--- START OF Reading text ---
Gentlemen at war. (Photo by ALEXEY DANICHEV/Sputnik/AFP via Getty Images)


September 27, 2022   7 mins

Every war must end, but no war need end quickly. Neither world war makes the top 10 in longevity. The nearest parallel to the Ukraine war is the Dutch War of Independence (1568–1648), fought between a smaller but more advanced nation and the superpower of the age, the world-spanning Spanish Empire. It persisted for 80 years because the Spanish kept losing, but there was so much ruination in that declining power.

The 18th-century wars, fought by rival European monarchs who could all converse in French with each other, were enviously admired in the bloody 20th century. They had allowed commerce and even tourism to persist — utterly unimaginable even in Napoleon’s day, let alone during the two world wars. These wars ended not in the utter exhaustion of collapsing empires, as in 1918, nor in infernal destruction, as in 1945, but instead with diplomatic arrangements politely negotiated in between card games and balls.

The 1763 Treaty of Paris that ended the Seven Years’ War and French America, for instance, was not drafted by the victorious British Prime Minister John Stuart, Earl of Bute. Rather, it was written by his very good friend, the French foreign minister Étienne-François de Stainville, Duc de Choiseul. It was he who solved the three-way puzzle the French defeat left, by paying off Spain with Louisiana and Britain with money-losing Canada, and regaining the profitable sugar islands for France, which still has them.

And rather than winners charging the losers with incurable bellicosity, as Versailles did with Germany, or stringing them up individually as war criminals, as in the ending of 20th-century wars, 18th-century winners were more likely to console the losers with something just short of “better-luck next time”. In a century during which there was war every single year without exception from 1700 to 1800, if one war ended, another necessarily started or at least persisted, allowing a “next time” soon enough.
--- END OF Reading text ---
> Things to do:
1. Please check whether each statement below agrees with the article on how wars end, answering yes or no and quoting the words from the article that settle it: (a) The Dutch War of Independence lasted 80 years. (b) The British Prime Minister drafted the 1763 Treaty of Paris. (c) Both world wars rank among the 10 longest wars.
2. Transcribe the passage from the article on how wars end, starting at "Every war must" and ending at "that declining power.".
--- START OF Data excerpts ---
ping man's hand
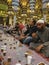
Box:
[35,44,44,52]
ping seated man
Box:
[29,20,49,57]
--- END OF Data excerpts ---
> Task-by-task outputs:
1.
(a) Yes: "It persisted for 80 years because the Spanish kept losing"
(b) No: "was not drafted by the victorious British Prime Minister John Stuart, Earl of Bute"
(c) No: "Neither world war makes the top 10 in longevity."

2.
Every war must end, but no war need end quickly. Neither world war makes the top 10 in longevity. The nearest parallel to the Ukraine war is the Dutch War of Independence (1568–1648), fought between a smaller but more advanced nation and the superpower of the age, the world-spanning Spanish Empire. It persisted for 80 years because the Spanish kept losing, but there was so much ruination in that declining power.